* **Instructions to follow**: Scan the records for the word "matching". Copy each line that includes it.

* **Task material**:

- - - - - - -

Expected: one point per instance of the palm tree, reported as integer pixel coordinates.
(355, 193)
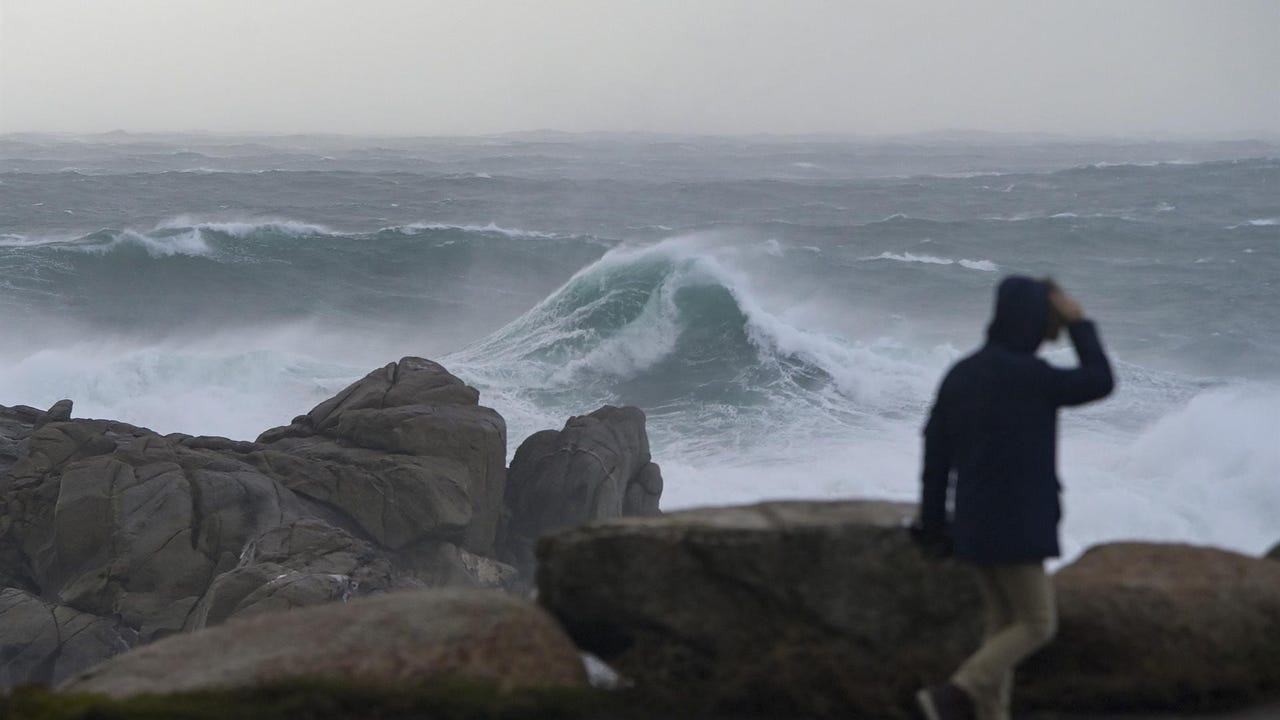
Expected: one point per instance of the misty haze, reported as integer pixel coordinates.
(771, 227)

- - - - - - -

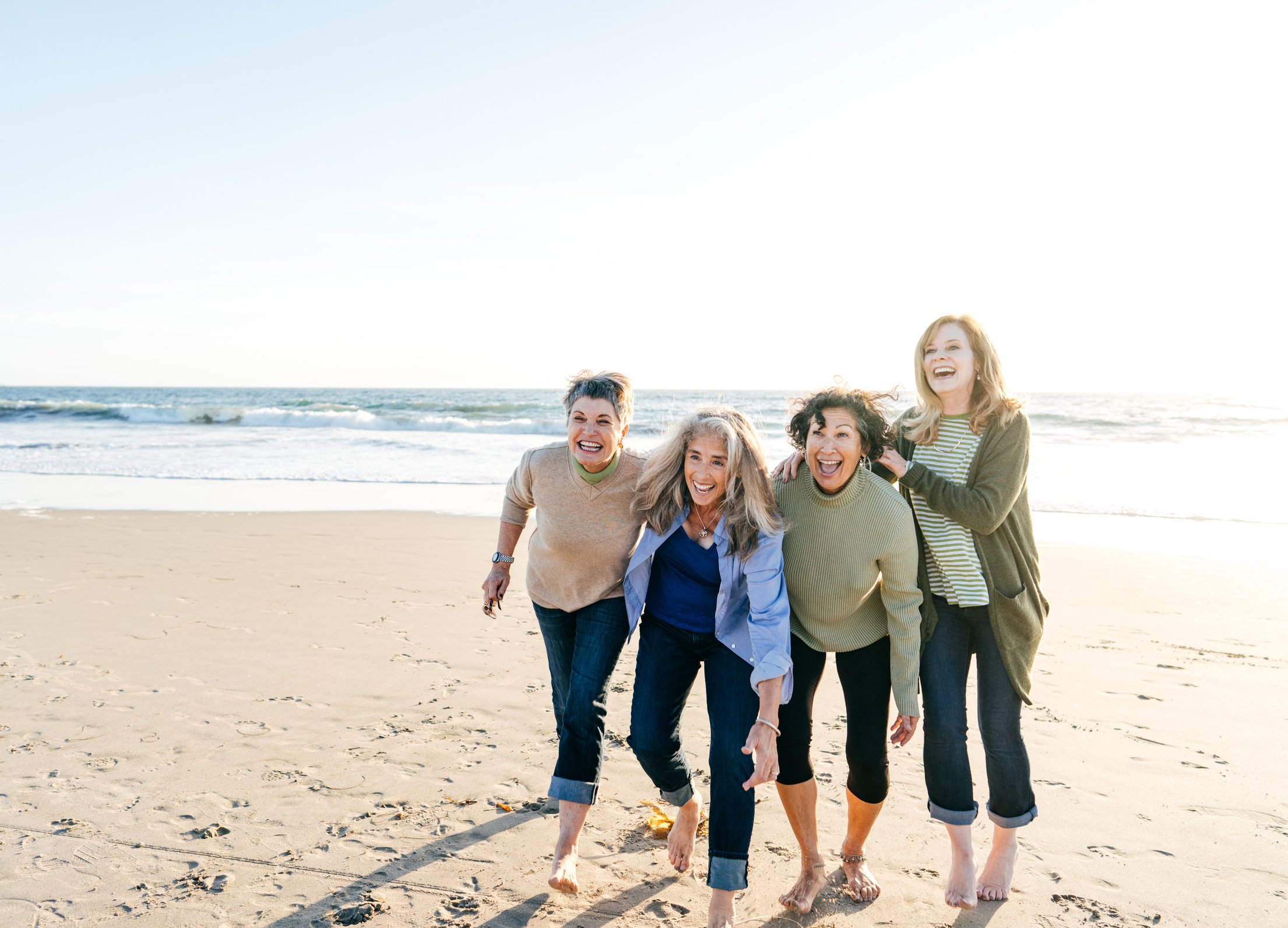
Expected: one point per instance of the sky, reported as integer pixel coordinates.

- - - - - - -

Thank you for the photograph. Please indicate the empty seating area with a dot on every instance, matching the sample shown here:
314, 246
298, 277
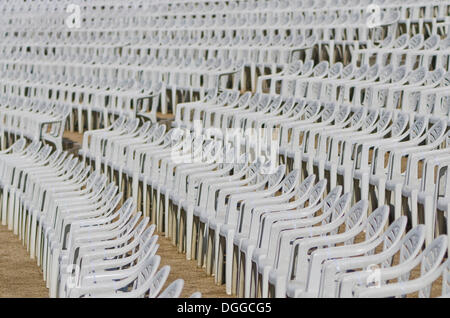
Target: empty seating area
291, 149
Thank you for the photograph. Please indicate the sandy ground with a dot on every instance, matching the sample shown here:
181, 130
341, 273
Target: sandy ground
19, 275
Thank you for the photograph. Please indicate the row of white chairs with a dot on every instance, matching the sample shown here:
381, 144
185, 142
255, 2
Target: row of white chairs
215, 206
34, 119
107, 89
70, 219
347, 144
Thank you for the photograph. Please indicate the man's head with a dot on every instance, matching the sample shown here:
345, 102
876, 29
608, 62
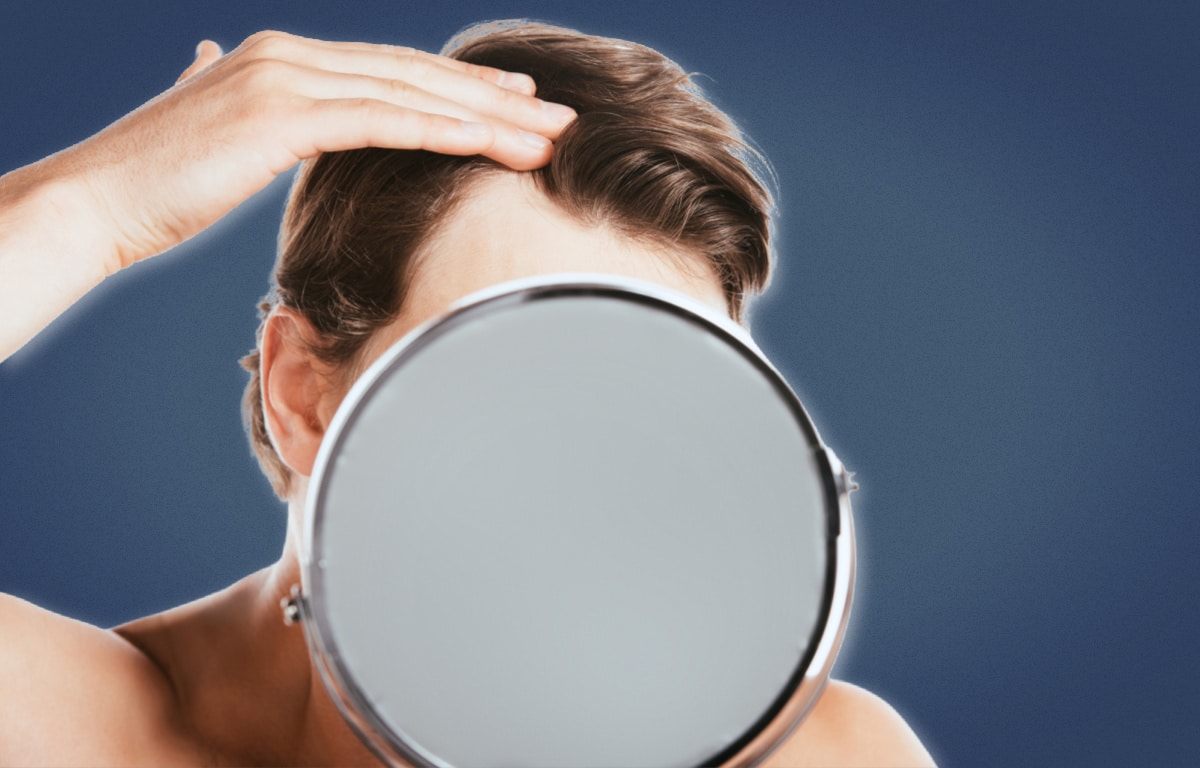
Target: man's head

- - - - - - -

* **Output for this task**:
Thank you for the photograph. Please indicate the empty seating area with a dot on every instance, matching the sample shown here:
Thank you for the photograph. Please indicate the sandy ground with a dot on every instance, matching the sample shown here:
Thank you for the photograph. Please indicate the row of white chairs with a dot on every instance, matching the sample shown here:
Thank you for the photograph. Please indicate the man's head with a dot on every instance, matching the sample shown here:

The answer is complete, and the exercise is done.